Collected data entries
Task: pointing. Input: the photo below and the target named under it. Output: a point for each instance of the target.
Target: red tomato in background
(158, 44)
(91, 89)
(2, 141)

▶ [About this task] Restate each record word for word.

▶ [Result for this task]
Task: pointing. Input: the photo below and the target named under it. Output: a point for each instance of the target.
Target: red tomato in background
(158, 44)
(91, 89)
(2, 141)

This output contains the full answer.